*WHAT THE EXERCISE ASKS*.
Copy out all the entries word for word.

*RECORDS SUPPLIED*.
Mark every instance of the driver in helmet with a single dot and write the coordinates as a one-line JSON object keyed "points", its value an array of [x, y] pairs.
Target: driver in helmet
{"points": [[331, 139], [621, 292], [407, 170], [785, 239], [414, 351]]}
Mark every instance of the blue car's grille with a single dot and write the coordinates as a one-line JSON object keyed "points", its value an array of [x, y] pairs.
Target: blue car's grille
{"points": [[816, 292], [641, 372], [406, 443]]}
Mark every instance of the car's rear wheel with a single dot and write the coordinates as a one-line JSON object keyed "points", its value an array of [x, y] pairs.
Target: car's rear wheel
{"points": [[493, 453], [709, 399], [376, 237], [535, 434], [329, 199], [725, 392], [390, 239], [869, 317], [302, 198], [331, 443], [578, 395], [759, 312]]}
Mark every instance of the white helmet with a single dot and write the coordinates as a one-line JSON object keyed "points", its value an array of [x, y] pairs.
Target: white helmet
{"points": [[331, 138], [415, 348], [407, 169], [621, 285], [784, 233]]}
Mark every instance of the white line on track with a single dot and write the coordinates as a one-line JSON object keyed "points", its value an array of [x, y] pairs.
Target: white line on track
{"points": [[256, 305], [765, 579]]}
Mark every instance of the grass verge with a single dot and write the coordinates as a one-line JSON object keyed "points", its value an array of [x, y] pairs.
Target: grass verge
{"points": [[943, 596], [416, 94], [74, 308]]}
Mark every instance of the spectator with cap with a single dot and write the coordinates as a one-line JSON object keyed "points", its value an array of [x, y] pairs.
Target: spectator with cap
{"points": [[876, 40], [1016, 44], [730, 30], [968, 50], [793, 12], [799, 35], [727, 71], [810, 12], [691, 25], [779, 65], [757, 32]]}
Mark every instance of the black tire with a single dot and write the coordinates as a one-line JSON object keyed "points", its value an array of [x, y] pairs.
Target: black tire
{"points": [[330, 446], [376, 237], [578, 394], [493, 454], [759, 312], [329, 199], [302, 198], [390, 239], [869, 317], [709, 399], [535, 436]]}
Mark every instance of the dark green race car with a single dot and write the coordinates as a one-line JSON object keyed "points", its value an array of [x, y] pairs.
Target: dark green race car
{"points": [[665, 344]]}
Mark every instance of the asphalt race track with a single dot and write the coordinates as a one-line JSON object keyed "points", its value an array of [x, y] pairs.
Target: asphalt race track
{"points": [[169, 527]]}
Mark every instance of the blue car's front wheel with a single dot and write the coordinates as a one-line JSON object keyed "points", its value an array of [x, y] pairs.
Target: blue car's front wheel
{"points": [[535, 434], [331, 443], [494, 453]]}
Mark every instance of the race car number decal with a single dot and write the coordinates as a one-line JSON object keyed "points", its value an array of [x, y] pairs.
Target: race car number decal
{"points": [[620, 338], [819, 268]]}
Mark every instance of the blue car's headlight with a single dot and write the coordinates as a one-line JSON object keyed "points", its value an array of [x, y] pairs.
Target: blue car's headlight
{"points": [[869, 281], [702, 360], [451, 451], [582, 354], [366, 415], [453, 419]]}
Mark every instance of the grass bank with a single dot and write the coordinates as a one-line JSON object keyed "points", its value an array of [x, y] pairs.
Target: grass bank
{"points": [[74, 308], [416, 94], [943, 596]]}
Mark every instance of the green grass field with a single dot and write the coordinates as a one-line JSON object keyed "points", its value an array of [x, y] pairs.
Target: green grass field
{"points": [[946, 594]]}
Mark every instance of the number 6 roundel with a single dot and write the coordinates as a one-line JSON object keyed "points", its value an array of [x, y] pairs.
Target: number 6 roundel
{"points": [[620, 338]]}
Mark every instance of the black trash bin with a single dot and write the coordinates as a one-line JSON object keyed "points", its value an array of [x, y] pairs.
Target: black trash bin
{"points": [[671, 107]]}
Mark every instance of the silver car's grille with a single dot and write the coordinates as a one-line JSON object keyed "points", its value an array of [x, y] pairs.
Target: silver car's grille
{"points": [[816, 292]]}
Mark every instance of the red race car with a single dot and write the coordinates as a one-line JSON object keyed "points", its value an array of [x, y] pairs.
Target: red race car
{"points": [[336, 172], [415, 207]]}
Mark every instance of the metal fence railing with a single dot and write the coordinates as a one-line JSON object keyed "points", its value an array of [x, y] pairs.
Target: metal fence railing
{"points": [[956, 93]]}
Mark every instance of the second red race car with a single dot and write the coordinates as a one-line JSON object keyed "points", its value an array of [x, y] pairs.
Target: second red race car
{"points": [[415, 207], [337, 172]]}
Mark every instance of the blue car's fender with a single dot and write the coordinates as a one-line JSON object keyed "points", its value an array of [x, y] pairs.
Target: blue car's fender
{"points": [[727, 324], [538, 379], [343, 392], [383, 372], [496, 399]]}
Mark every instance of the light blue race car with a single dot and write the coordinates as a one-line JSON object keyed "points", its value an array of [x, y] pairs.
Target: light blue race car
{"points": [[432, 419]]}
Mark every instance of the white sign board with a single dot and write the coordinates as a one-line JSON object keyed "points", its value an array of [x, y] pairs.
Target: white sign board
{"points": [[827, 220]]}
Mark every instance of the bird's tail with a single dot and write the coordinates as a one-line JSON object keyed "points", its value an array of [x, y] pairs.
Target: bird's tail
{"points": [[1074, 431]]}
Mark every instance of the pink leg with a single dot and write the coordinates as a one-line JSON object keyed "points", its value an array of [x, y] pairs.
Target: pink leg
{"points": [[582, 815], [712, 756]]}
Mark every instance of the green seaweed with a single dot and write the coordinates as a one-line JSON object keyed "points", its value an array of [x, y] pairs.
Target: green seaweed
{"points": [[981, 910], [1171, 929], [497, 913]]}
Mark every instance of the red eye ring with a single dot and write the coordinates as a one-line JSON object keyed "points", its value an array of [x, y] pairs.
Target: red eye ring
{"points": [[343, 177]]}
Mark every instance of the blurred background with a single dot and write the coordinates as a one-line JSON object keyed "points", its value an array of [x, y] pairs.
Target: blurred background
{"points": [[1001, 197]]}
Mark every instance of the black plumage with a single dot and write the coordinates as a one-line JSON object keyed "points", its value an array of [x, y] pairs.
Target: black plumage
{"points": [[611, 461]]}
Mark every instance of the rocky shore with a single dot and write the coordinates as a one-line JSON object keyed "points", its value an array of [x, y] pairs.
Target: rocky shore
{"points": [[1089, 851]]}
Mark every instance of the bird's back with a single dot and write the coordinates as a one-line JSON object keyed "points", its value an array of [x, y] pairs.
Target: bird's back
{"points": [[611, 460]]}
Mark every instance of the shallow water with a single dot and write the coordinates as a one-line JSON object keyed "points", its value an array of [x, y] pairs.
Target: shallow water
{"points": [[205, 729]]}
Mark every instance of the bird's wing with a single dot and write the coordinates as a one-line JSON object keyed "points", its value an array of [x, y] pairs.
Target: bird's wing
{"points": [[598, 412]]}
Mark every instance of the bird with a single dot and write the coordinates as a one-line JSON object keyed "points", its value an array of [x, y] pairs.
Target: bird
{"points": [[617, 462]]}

*RESULT FOR THIS TASK*.
Mark every instance of the driver in helmet with a single dot and write the coordinates as a one-line JSON object keyed "points", its value an array of [x, y] pairs.
Target: driver in helmet
{"points": [[331, 139], [621, 292], [407, 170], [785, 239], [414, 351]]}
Mark every instance of the blue car's grille with a single dot and write the coordinates as a one-line JSON object keyed "points", its value an array of [x, y] pairs.
Target: blue car's grille
{"points": [[816, 292], [641, 372], [406, 443]]}
Mark every instance of the car's rear wheel with a single dot and write the coordinates as a one-line JSON object keyed "points", its value an array of [x, y] pairs.
Target: car's rear wheel
{"points": [[493, 453], [709, 399], [376, 237], [535, 434], [329, 199], [725, 392], [390, 239], [869, 317], [302, 198], [331, 443], [578, 395], [759, 312]]}
Mark every instance of the white helmet with a single dot and write the coordinates as a one-line JSON object keyed "points", its value an array of [x, y] pairs.
Target: white helmet
{"points": [[331, 138], [415, 348], [407, 169], [621, 285], [784, 233]]}
Mark every instance of the white line on track with a single dot and write the coordinates as a one-line JSON object keyed "points", its value an array of [x, y] pairs.
Target: white line on track
{"points": [[256, 305], [765, 579]]}
Mark every instance of the grass verge with a single dot and write the coordinates as a one-line JSON object keyed "points", its value an array of [x, y] pairs.
Target: grass verge
{"points": [[943, 596], [416, 94], [74, 308]]}
Mark every instance of the spectator with cap with a single dot and write the coordinates as a one-line JSON object keyed "points", its value an array of [x, y] pairs.
Target: spectator with cap
{"points": [[876, 40], [1016, 44], [730, 30], [968, 50], [793, 12], [799, 35], [727, 71], [810, 12], [691, 25], [779, 65], [757, 32]]}
Mark every instance of the black tire with a single dot and write the coordinates as a one-line JSON object keyed "points", its value an array of [x, y] pairs.
Target: black tire
{"points": [[330, 446], [376, 237], [578, 394], [493, 454], [759, 312], [329, 199], [302, 198], [390, 239], [869, 317], [709, 399], [535, 436]]}
Mark every instance of the dark green race car with a single dot and write the coordinates as a one-line JSON object keyed "points", its value an array of [x, y] pairs.
Target: dark green race car
{"points": [[665, 344]]}
Mark every instance of the asphalt race track with a single dot and write the coordinates as a one-line JSON object keyed "points", its value an array of [x, y] pairs.
Target: asphalt race track
{"points": [[169, 527]]}
Mark every instance of the blue car's front wheel with a single dot and write the coordinates as a one-line JSON object keyed "points", its value an array of [x, y] pairs.
Target: blue car's front wheel
{"points": [[535, 434], [331, 443], [494, 453]]}
Mark every instance of the race car number decal with a single dot and write the coordinates as a one-line JSON object keyed "points", its value an array of [x, y] pairs.
Target: race car number decal
{"points": [[620, 338], [819, 268]]}
Mark every instance of the blue car's headlight with a single dot and write the coordinates as a one-line JSON object keyed "points", its value an array of [x, y] pairs.
Target: blue car's headlight
{"points": [[869, 281], [702, 360], [451, 451], [582, 354], [366, 415], [453, 419]]}
Mark every instance of the grass bank with a single dot and write the coordinates as a one-line JSON object keyed "points", its value an array of [x, y] pairs.
Target: grass bank
{"points": [[74, 308], [416, 94], [943, 596]]}
Mark every instance of the green grass field with a single dot and write the coordinates as a one-line JSON object keyed "points", its value an array of [x, y] pairs.
Target: green grass field
{"points": [[946, 594]]}
Mark every instance of the number 6 roundel with a single dot and write the coordinates as a one-line JSON object keyed "points", its value an array of [x, y] pairs.
Target: number 6 roundel
{"points": [[620, 338]]}
Mark every instance of the black trash bin with a single dot and write the coordinates as a one-line JSON object keyed "points", its value an array of [x, y] pairs.
Target: black trash bin
{"points": [[671, 107]]}
Mark every instance of the silver car's grille with a single dot and write the coordinates as a one-line JSON object keyed "points", its value an array of [x, y] pairs.
Target: silver car's grille
{"points": [[816, 292]]}
Mark every instance of the red race car with a single dot and write the coordinates as a one-line JSON object keyed "points", its value an array of [x, y] pairs.
Target: red race car
{"points": [[336, 172], [415, 207]]}
Mark every instance of the metal fence railing with a single dot and write the coordinates as a one-line JSON object keyed "points", its value an array of [x, y] pairs.
Target: metal fence railing
{"points": [[956, 93]]}
Mark every instance of the second red race car with a single dot and write the coordinates as a one-line JSON object keyed "points", its value an array of [x, y] pairs.
Target: second red race car
{"points": [[415, 207], [337, 172]]}
Mark every instance of the blue car's fender with a single dot and write the coordinates as a one-line JSON object keyed "points", its value an array of [x, y] pairs.
Target: blue car's fender
{"points": [[727, 324], [538, 379], [343, 392], [383, 372], [496, 399]]}
Mark every instance of the light blue race car with a single dot and write the coordinates as a one-line JSON object keyed "points", its value an array of [x, y] pairs.
Target: light blue race car
{"points": [[432, 419]]}
Mark every instance of the white sign board with a single dot and write the coordinates as a one-line JSON object keyed "points", its value an array of [x, y] pairs.
Target: white sign board
{"points": [[827, 220]]}
Mark every instance of the bird's tail with a single dot and write the coordinates as a one-line JSON object keyed "points", its value an array of [x, y] pairs.
Target: bird's tail
{"points": [[1074, 431]]}
Mark every instance of the pink leg with a single dot and write the coordinates as a one-line JSON object keyed "points", its value an array of [x, y] pairs.
Target: pink leg
{"points": [[582, 815], [712, 756]]}
Mark every instance of the green seaweed with a single dot and write the coordinates as a one-line JSON object keyed "points", its value an array of [x, y] pairs.
Target: green seaweed
{"points": [[981, 910], [1171, 929], [497, 913]]}
Mark every instance of the red eye ring with a single dot and write the coordinates as a one-line JSON object keyed "points", its value an array of [x, y] pairs.
Target: red eye ring
{"points": [[343, 177]]}
Mark every instance of the blurred background with a single dot and write the coordinates as a one-line JSON object keyed "points", its value an array of [x, y] pairs.
Target: blurred background
{"points": [[1001, 197]]}
Mark every instance of the black plumage with a single dot and write the coordinates as a one-line JSON object keyed "points", its value an array of [x, y] pairs.
Target: black plumage
{"points": [[611, 461]]}
Mark every instance of the rocky shore with a single dot and write the coordinates as a one-line JSON object keyed "points", its value an array of [x, y] pairs.
Target: rocky shore
{"points": [[1089, 851]]}
Mark every instance of the bird's back with a single dot and write the coordinates as a one-line JSON object keyed "points", its value an array of [x, y] pairs.
Target: bird's back
{"points": [[611, 460]]}
Mark every instance of the shallow water with a single dot and write the coordinates as a one-line JSON object keyed "points", its value an array of [x, y] pairs.
Target: shallow water
{"points": [[205, 729]]}
Mark every instance of the bird's wing with a single dot and write the coordinates as a one-line JSON object keyed "points", its value an array of [x, y] pairs.
Target: bird's wing
{"points": [[598, 412]]}
Mark every instance of the bird with a single dot and write the coordinates as a one-line JSON object keyed "points", its value an array of [x, y] pairs.
Target: bird
{"points": [[617, 462]]}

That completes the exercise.